> _Material provided_:
────────

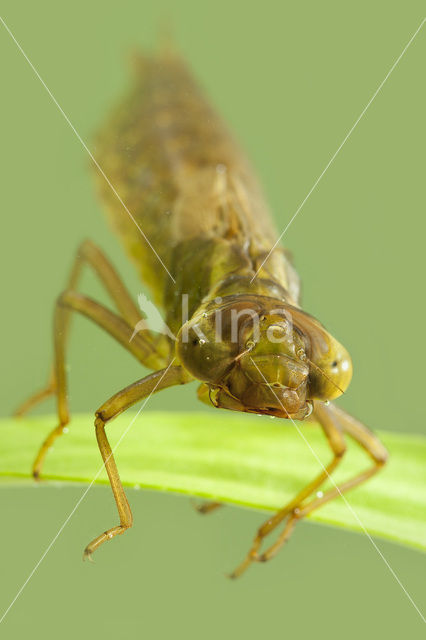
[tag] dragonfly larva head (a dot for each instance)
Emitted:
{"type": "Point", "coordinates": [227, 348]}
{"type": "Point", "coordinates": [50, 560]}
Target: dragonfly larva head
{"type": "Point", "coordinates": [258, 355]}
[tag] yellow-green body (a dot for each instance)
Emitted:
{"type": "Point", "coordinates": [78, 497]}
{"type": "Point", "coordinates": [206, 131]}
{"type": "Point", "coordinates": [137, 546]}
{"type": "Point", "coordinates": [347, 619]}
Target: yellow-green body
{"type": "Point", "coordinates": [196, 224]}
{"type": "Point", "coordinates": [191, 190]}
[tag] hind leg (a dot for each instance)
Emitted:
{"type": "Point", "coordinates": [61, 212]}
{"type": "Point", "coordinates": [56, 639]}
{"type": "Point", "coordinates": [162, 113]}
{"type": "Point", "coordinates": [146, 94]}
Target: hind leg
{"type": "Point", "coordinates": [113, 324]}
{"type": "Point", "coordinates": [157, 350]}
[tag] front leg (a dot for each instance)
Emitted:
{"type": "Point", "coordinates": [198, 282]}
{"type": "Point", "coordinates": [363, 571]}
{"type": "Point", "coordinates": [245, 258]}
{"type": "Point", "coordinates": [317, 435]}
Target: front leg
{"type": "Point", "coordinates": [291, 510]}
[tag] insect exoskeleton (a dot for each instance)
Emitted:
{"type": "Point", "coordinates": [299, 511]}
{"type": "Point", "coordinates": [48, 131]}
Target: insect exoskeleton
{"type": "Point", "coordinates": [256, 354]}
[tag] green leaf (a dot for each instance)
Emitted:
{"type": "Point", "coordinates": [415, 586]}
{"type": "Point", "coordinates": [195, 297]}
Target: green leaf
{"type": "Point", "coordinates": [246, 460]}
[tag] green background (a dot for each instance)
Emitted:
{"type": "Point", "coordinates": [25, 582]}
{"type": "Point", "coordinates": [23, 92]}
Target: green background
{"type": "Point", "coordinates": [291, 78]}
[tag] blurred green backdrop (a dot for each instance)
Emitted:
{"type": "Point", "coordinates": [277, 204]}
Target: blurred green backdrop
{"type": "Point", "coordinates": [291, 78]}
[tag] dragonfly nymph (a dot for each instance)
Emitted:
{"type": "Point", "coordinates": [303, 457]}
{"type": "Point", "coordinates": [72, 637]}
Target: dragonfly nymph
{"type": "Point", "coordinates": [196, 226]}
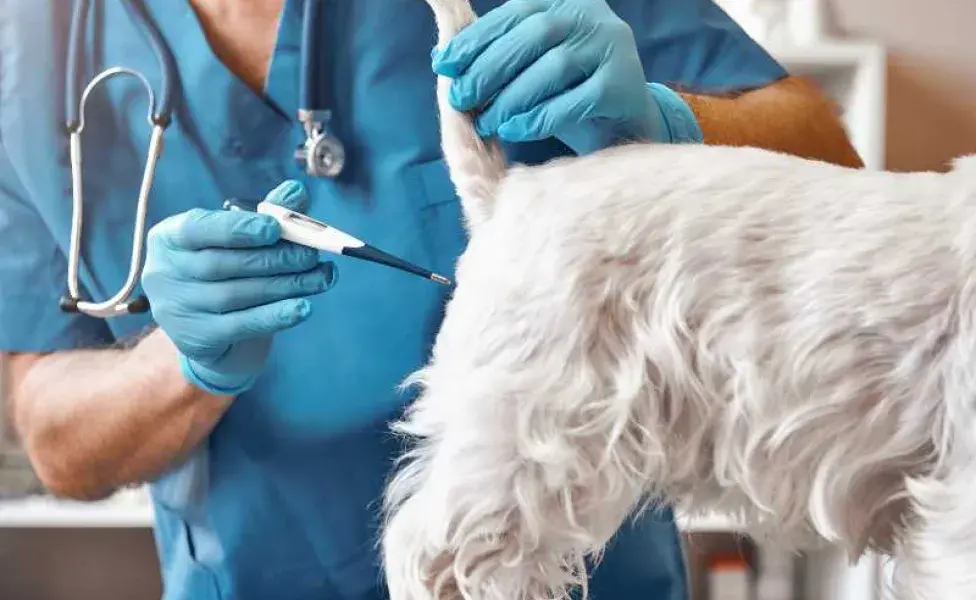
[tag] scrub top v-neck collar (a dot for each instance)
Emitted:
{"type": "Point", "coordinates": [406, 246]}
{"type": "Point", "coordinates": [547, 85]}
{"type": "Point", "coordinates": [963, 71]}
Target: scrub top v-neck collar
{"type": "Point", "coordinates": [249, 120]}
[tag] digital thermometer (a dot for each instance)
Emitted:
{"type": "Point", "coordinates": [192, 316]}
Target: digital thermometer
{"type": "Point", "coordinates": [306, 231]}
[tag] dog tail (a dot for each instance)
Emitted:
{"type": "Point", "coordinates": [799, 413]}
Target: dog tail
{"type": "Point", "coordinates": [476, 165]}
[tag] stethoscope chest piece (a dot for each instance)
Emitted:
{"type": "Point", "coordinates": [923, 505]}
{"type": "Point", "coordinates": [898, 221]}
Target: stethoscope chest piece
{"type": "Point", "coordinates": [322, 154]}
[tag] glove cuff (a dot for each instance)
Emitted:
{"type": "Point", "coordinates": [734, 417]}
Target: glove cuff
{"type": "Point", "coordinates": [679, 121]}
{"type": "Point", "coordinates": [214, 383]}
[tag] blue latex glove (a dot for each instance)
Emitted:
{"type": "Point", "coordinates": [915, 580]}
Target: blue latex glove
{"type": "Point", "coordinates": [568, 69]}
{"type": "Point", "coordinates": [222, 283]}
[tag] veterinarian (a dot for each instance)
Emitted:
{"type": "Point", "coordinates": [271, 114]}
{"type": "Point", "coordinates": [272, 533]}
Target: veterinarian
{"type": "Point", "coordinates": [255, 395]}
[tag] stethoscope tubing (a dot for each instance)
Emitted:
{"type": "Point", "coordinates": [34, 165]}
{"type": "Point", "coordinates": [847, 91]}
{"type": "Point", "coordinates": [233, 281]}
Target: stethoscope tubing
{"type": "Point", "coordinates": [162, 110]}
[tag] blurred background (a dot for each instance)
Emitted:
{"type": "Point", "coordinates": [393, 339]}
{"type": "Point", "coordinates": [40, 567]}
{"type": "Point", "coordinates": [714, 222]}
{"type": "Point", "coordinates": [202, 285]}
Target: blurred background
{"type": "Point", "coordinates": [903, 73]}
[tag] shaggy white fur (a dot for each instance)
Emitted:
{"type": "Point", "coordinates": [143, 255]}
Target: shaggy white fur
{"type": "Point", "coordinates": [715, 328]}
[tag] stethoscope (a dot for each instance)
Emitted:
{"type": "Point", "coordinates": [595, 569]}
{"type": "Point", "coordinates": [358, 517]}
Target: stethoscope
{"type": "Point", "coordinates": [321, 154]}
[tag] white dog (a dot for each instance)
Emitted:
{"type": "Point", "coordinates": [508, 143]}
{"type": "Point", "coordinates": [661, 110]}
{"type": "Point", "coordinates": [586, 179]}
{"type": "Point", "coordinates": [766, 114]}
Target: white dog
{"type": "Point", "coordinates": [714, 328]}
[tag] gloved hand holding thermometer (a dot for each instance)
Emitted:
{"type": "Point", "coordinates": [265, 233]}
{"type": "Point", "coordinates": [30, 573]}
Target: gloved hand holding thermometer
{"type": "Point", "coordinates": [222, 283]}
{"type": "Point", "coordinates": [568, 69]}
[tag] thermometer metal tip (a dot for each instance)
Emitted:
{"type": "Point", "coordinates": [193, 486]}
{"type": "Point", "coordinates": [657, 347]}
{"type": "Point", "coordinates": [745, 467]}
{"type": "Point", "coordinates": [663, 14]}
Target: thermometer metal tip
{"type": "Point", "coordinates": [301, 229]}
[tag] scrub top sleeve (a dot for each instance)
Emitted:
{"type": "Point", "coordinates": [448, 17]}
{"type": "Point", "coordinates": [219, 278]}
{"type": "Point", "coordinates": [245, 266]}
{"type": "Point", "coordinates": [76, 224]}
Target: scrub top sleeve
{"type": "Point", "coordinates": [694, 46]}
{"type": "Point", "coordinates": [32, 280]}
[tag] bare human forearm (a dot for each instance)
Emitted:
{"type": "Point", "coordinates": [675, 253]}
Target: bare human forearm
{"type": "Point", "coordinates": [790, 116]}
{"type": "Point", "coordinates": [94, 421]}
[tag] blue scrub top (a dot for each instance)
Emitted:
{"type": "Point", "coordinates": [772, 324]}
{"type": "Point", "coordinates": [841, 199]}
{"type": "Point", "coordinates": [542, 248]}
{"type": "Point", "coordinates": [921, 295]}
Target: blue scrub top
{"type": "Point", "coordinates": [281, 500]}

────────

Quote each line of the listing exactly, but leave the pictures out.

> _Answer to this exercise_:
[tag] dragonfly larva head (a dot for each instance)
Emitted:
{"type": "Point", "coordinates": [227, 348]}
{"type": "Point", "coordinates": [50, 560]}
Target: dragonfly larva head
{"type": "Point", "coordinates": [258, 355]}
[tag] yellow-green body (a dot for each instance)
Emitted:
{"type": "Point", "coordinates": [78, 497]}
{"type": "Point", "coordinates": [206, 131]}
{"type": "Point", "coordinates": [137, 546]}
{"type": "Point", "coordinates": [347, 619]}
Target: yellow-green body
{"type": "Point", "coordinates": [196, 224]}
{"type": "Point", "coordinates": [191, 190]}
[tag] hind leg (a dot for each instance)
Emitted:
{"type": "Point", "coordinates": [61, 212]}
{"type": "Point", "coordinates": [56, 639]}
{"type": "Point", "coordinates": [162, 113]}
{"type": "Point", "coordinates": [146, 94]}
Target: hind leg
{"type": "Point", "coordinates": [113, 324]}
{"type": "Point", "coordinates": [157, 350]}
[tag] front leg (a dot for each instance)
Emitted:
{"type": "Point", "coordinates": [198, 282]}
{"type": "Point", "coordinates": [363, 571]}
{"type": "Point", "coordinates": [245, 258]}
{"type": "Point", "coordinates": [317, 435]}
Target: front leg
{"type": "Point", "coordinates": [291, 510]}
[tag] insect exoskeleton (a dot for each instance)
Emitted:
{"type": "Point", "coordinates": [299, 511]}
{"type": "Point", "coordinates": [48, 131]}
Target: insect exoskeleton
{"type": "Point", "coordinates": [256, 354]}
[tag] green leaf (a dot for each instance)
Emitted:
{"type": "Point", "coordinates": [415, 586]}
{"type": "Point", "coordinates": [195, 297]}
Target: green leaf
{"type": "Point", "coordinates": [246, 460]}
[tag] green background (a dot for each instance)
Emitted:
{"type": "Point", "coordinates": [25, 582]}
{"type": "Point", "coordinates": [23, 92]}
Target: green background
{"type": "Point", "coordinates": [291, 78]}
[tag] blurred green backdrop (a dot for each instance)
Emitted:
{"type": "Point", "coordinates": [277, 204]}
Target: blurred green backdrop
{"type": "Point", "coordinates": [291, 78]}
[tag] dragonfly nymph (a dot for each instance)
Emitted:
{"type": "Point", "coordinates": [303, 457]}
{"type": "Point", "coordinates": [72, 637]}
Target: dragonfly nymph
{"type": "Point", "coordinates": [196, 226]}
[tag] scrub top v-neck collar (a dot for each instance)
Emitted:
{"type": "Point", "coordinates": [406, 246]}
{"type": "Point", "coordinates": [547, 85]}
{"type": "Point", "coordinates": [963, 71]}
Target: scrub top v-neck collar
{"type": "Point", "coordinates": [249, 120]}
[tag] digital thermometer (a dot for each instance)
Emitted:
{"type": "Point", "coordinates": [192, 316]}
Target: digital thermometer
{"type": "Point", "coordinates": [306, 231]}
[tag] dog tail (a dot for each instance)
Emitted:
{"type": "Point", "coordinates": [799, 413]}
Target: dog tail
{"type": "Point", "coordinates": [476, 165]}
[tag] stethoscope chest piece (a dot for each instance)
Emitted:
{"type": "Point", "coordinates": [923, 505]}
{"type": "Point", "coordinates": [898, 221]}
Target: stethoscope chest piece
{"type": "Point", "coordinates": [322, 154]}
[tag] glove cuff (a dot for each instance)
Emitted:
{"type": "Point", "coordinates": [734, 417]}
Target: glove cuff
{"type": "Point", "coordinates": [679, 121]}
{"type": "Point", "coordinates": [214, 383]}
[tag] blue latex glove (a dot for each instance)
Emitted:
{"type": "Point", "coordinates": [915, 580]}
Target: blue latex glove
{"type": "Point", "coordinates": [568, 69]}
{"type": "Point", "coordinates": [222, 283]}
[tag] veterinarian (a dot for each instance)
Emitted:
{"type": "Point", "coordinates": [271, 114]}
{"type": "Point", "coordinates": [272, 533]}
Target: veterinarian
{"type": "Point", "coordinates": [255, 395]}
[tag] stethoscope tubing (a dot for each instance)
Emitted:
{"type": "Point", "coordinates": [34, 165]}
{"type": "Point", "coordinates": [847, 91]}
{"type": "Point", "coordinates": [233, 281]}
Target: stethoscope tubing
{"type": "Point", "coordinates": [162, 110]}
[tag] blurred background (a dot for each instance)
Emitted:
{"type": "Point", "coordinates": [393, 339]}
{"type": "Point", "coordinates": [40, 567]}
{"type": "Point", "coordinates": [714, 222]}
{"type": "Point", "coordinates": [202, 285]}
Target: blurred background
{"type": "Point", "coordinates": [903, 73]}
[tag] shaggy white fur (a dot for each instance)
Emitted:
{"type": "Point", "coordinates": [143, 255]}
Target: shaggy white fur
{"type": "Point", "coordinates": [715, 328]}
[tag] stethoscope (a dot for each instance)
Emitted:
{"type": "Point", "coordinates": [595, 569]}
{"type": "Point", "coordinates": [358, 517]}
Target: stethoscope
{"type": "Point", "coordinates": [321, 154]}
[tag] white dog (a dot for each instance)
Emitted:
{"type": "Point", "coordinates": [508, 143]}
{"type": "Point", "coordinates": [661, 110]}
{"type": "Point", "coordinates": [586, 179]}
{"type": "Point", "coordinates": [766, 114]}
Target: white dog
{"type": "Point", "coordinates": [714, 328]}
[tag] gloved hand holding thermometer (a dot for each instance)
Emitted:
{"type": "Point", "coordinates": [265, 233]}
{"type": "Point", "coordinates": [30, 573]}
Target: gloved hand holding thermometer
{"type": "Point", "coordinates": [222, 283]}
{"type": "Point", "coordinates": [568, 69]}
[tag] thermometer metal tip (a dot for each instance)
Emitted:
{"type": "Point", "coordinates": [193, 486]}
{"type": "Point", "coordinates": [657, 347]}
{"type": "Point", "coordinates": [745, 467]}
{"type": "Point", "coordinates": [663, 14]}
Target: thermometer metal tip
{"type": "Point", "coordinates": [301, 229]}
[tag] scrub top sleeve (a dot for each instance)
Emitted:
{"type": "Point", "coordinates": [448, 17]}
{"type": "Point", "coordinates": [219, 278]}
{"type": "Point", "coordinates": [245, 266]}
{"type": "Point", "coordinates": [76, 224]}
Target: scrub top sleeve
{"type": "Point", "coordinates": [694, 46]}
{"type": "Point", "coordinates": [32, 280]}
[tag] bare human forearm (a dot for each instance)
Emitted:
{"type": "Point", "coordinates": [675, 253]}
Target: bare human forearm
{"type": "Point", "coordinates": [790, 116]}
{"type": "Point", "coordinates": [94, 421]}
[tag] blue scrub top (a dot for each instance)
Emitted:
{"type": "Point", "coordinates": [772, 324]}
{"type": "Point", "coordinates": [841, 199]}
{"type": "Point", "coordinates": [542, 248]}
{"type": "Point", "coordinates": [921, 295]}
Target: blue scrub top
{"type": "Point", "coordinates": [281, 500]}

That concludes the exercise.